> [Exercise requirements]: Pictures stay out of the copy; set down each line of the listing below exactly.

> [Task input]:
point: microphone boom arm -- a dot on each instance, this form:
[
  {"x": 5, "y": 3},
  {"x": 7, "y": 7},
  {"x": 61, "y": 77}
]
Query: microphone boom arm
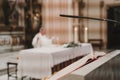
[{"x": 100, "y": 19}]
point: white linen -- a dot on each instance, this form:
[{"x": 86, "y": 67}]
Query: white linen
[
  {"x": 37, "y": 62},
  {"x": 41, "y": 40}
]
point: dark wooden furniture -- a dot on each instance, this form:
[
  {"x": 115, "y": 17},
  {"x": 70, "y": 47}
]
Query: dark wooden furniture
[{"x": 96, "y": 43}]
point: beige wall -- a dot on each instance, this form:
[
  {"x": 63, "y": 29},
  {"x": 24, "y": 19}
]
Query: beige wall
[{"x": 63, "y": 27}]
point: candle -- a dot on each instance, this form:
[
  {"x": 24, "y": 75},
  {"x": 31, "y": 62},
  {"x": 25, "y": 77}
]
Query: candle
[
  {"x": 75, "y": 35},
  {"x": 85, "y": 35}
]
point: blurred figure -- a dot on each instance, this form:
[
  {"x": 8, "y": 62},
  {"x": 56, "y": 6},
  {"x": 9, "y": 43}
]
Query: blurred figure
[{"x": 41, "y": 39}]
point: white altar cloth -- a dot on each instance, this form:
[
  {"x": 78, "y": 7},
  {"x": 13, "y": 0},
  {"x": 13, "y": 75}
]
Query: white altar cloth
[{"x": 37, "y": 62}]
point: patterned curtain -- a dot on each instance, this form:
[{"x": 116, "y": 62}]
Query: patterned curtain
[{"x": 57, "y": 26}]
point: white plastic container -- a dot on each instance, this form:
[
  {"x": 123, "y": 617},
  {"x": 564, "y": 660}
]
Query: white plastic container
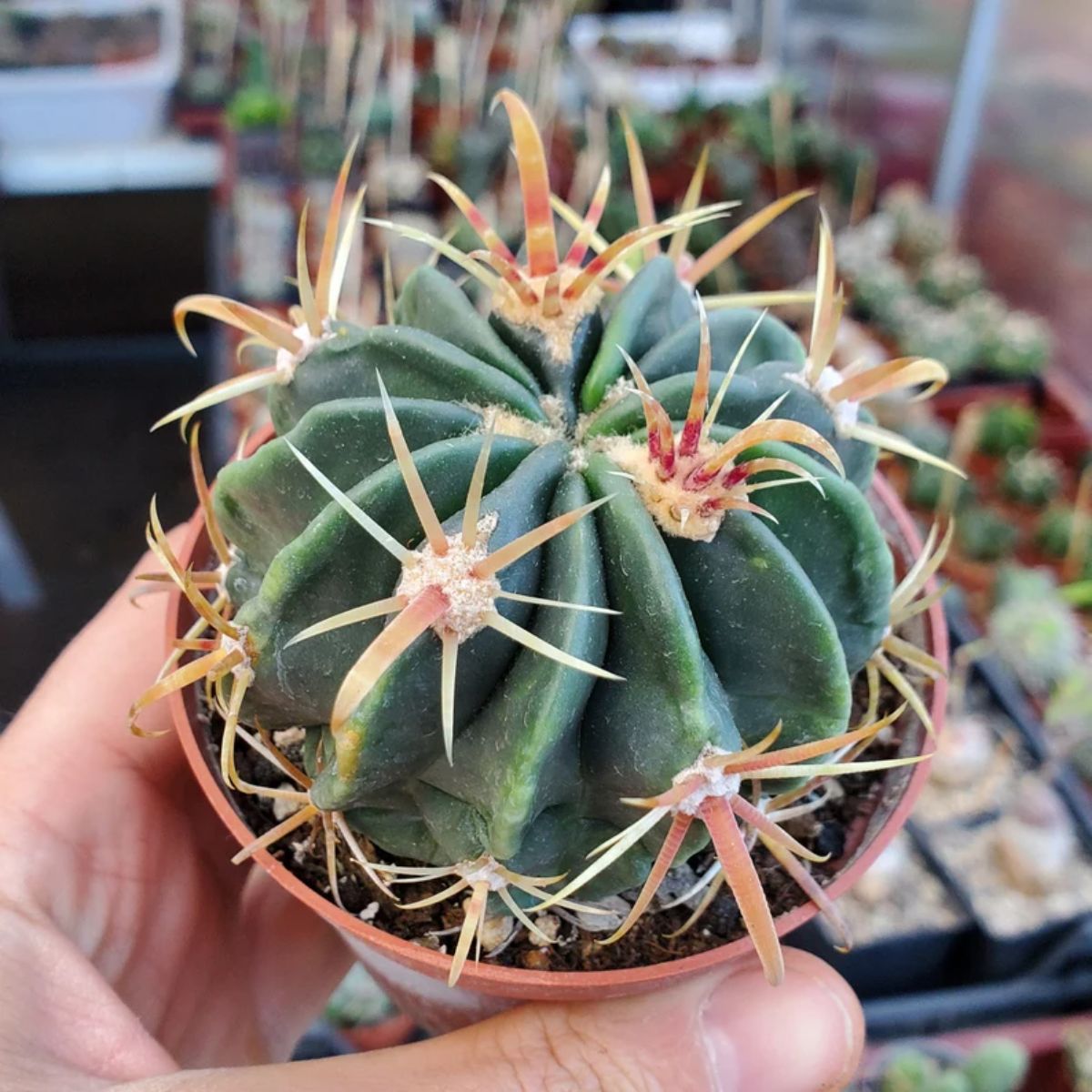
[
  {"x": 704, "y": 42},
  {"x": 92, "y": 104}
]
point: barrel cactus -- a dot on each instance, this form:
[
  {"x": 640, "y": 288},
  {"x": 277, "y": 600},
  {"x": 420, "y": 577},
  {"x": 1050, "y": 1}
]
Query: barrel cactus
[{"x": 516, "y": 629}]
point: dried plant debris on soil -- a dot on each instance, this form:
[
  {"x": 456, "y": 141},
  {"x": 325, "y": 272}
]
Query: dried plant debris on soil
[{"x": 824, "y": 831}]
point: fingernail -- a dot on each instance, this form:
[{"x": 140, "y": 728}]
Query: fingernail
[{"x": 794, "y": 1037}]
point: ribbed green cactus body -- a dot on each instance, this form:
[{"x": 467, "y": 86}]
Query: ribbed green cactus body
[{"x": 716, "y": 642}]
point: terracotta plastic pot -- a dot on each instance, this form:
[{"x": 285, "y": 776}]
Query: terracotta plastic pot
[{"x": 415, "y": 976}]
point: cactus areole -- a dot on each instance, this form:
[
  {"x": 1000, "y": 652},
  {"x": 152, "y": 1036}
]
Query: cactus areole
[{"x": 536, "y": 650}]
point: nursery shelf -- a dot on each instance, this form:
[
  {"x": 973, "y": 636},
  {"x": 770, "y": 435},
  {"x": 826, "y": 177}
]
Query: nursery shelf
[{"x": 167, "y": 163}]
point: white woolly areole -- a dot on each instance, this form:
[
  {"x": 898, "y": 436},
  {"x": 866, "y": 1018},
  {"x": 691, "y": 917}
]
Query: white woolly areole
[
  {"x": 472, "y": 598},
  {"x": 243, "y": 670},
  {"x": 714, "y": 782},
  {"x": 557, "y": 330},
  {"x": 288, "y": 363},
  {"x": 845, "y": 412},
  {"x": 484, "y": 871},
  {"x": 506, "y": 423},
  {"x": 678, "y": 511}
]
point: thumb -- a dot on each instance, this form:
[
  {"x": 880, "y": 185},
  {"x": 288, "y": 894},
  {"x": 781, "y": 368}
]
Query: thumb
[{"x": 730, "y": 1032}]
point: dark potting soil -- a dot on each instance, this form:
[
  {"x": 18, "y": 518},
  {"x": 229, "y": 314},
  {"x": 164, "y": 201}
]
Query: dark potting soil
[{"x": 824, "y": 831}]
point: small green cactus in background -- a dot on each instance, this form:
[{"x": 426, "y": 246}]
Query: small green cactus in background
[
  {"x": 926, "y": 330},
  {"x": 1032, "y": 629},
  {"x": 1068, "y": 713},
  {"x": 1019, "y": 347},
  {"x": 1054, "y": 531},
  {"x": 983, "y": 311},
  {"x": 996, "y": 1066},
  {"x": 1008, "y": 427},
  {"x": 910, "y": 1071},
  {"x": 927, "y": 484},
  {"x": 879, "y": 288},
  {"x": 525, "y": 609},
  {"x": 921, "y": 233},
  {"x": 1033, "y": 478},
  {"x": 947, "y": 279},
  {"x": 986, "y": 535}
]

> [Task solution]:
point: microphone boom arm -- a dot on each instance, this form:
[
  {"x": 5, "y": 3},
  {"x": 7, "y": 7},
  {"x": 61, "y": 77}
]
Query: microphone boom arm
[{"x": 100, "y": 19}]
point: white linen -- a dot on each instance, this form:
[{"x": 86, "y": 67}]
Query: white linen
[
  {"x": 37, "y": 62},
  {"x": 41, "y": 40}
]
point: dark wooden furniture -- a dot on each instance, this form:
[
  {"x": 115, "y": 17},
  {"x": 70, "y": 47}
]
Query: dark wooden furniture
[{"x": 96, "y": 43}]
point: beige wall -- a dot on each instance, this form:
[
  {"x": 63, "y": 29},
  {"x": 24, "y": 19}
]
Query: beige wall
[{"x": 63, "y": 27}]
point: candle -- a dot on each instance, this form:
[
  {"x": 24, "y": 75},
  {"x": 31, "y": 62},
  {"x": 25, "y": 77}
]
Query: candle
[
  {"x": 75, "y": 35},
  {"x": 85, "y": 35}
]
point: blurred figure -- a dot on each instance, this form:
[
  {"x": 8, "y": 62},
  {"x": 56, "y": 6},
  {"x": 9, "y": 43}
]
Query: blurred figure
[{"x": 41, "y": 39}]
point: white altar cloth -- a dot on each instance, this form:
[
  {"x": 78, "y": 7},
  {"x": 13, "y": 0},
  {"x": 13, "y": 75}
]
Query: white altar cloth
[{"x": 37, "y": 62}]
point: patterned curtain -- a dot on each instance, this form:
[{"x": 116, "y": 62}]
Query: patterned curtain
[{"x": 57, "y": 26}]
point: white plastic container -- a dot on each instance, this form:
[
  {"x": 123, "y": 617},
  {"x": 564, "y": 660}
]
Query: white plastic container
[
  {"x": 704, "y": 42},
  {"x": 92, "y": 104}
]
point: barrel cactus -- a dot on each instance, this form:
[
  {"x": 640, "y": 288},
  {"x": 277, "y": 600},
  {"x": 420, "y": 577},
  {"x": 1050, "y": 1}
]
Query: barrel cactus
[{"x": 516, "y": 629}]
point: dried plant debris on soil -- a dot on each instance, this form:
[
  {"x": 456, "y": 141},
  {"x": 325, "y": 272}
]
Query: dried plant debris on soil
[{"x": 824, "y": 831}]
point: fingernail -- a dot on each instance, this form:
[{"x": 140, "y": 728}]
Query: fingernail
[{"x": 794, "y": 1037}]
point: ribbed green cactus body -- a dot on each instance, this form:
[{"x": 467, "y": 86}]
Query: ribbed green cactus body
[{"x": 716, "y": 642}]
point: terracotta plastic pot -- a dot on each instance, this form:
[{"x": 285, "y": 776}]
Query: terracotta plastic pot
[{"x": 415, "y": 976}]
point: cactus areole -- a dot on each instance, this form:
[
  {"x": 1000, "y": 652},
  {"x": 152, "y": 1036}
]
Query: cactus areole
[{"x": 536, "y": 650}]
point: nursery shelf -- a dot on each instance, this form:
[
  {"x": 973, "y": 636},
  {"x": 770, "y": 435},
  {"x": 826, "y": 177}
]
Query: nursery shelf
[{"x": 167, "y": 163}]
point: white woolly areole -- a dot on each instance, this form:
[
  {"x": 898, "y": 436},
  {"x": 866, "y": 1018},
  {"x": 691, "y": 917}
]
Query: white woolly areole
[
  {"x": 472, "y": 598},
  {"x": 243, "y": 670},
  {"x": 714, "y": 782},
  {"x": 557, "y": 330},
  {"x": 288, "y": 363},
  {"x": 845, "y": 412},
  {"x": 484, "y": 871},
  {"x": 506, "y": 423},
  {"x": 678, "y": 511}
]
point: thumb -- a dot on each instance, this form:
[
  {"x": 880, "y": 185},
  {"x": 288, "y": 894},
  {"x": 781, "y": 368}
]
Query: thumb
[{"x": 730, "y": 1032}]
point: dark potting soil -- a dot on each instance, this form:
[
  {"x": 18, "y": 518},
  {"x": 229, "y": 314},
  {"x": 164, "y": 201}
]
Query: dark potting soil
[{"x": 824, "y": 831}]
point: small green cactus in background -- a dot on each instance, this form:
[{"x": 426, "y": 246}]
Query: small green cactus in background
[
  {"x": 926, "y": 330},
  {"x": 1032, "y": 629},
  {"x": 1068, "y": 713},
  {"x": 1019, "y": 347},
  {"x": 1054, "y": 531},
  {"x": 983, "y": 311},
  {"x": 996, "y": 1066},
  {"x": 1008, "y": 427},
  {"x": 910, "y": 1071},
  {"x": 927, "y": 484},
  {"x": 879, "y": 288},
  {"x": 525, "y": 609},
  {"x": 921, "y": 233},
  {"x": 1033, "y": 478},
  {"x": 947, "y": 279},
  {"x": 986, "y": 535}
]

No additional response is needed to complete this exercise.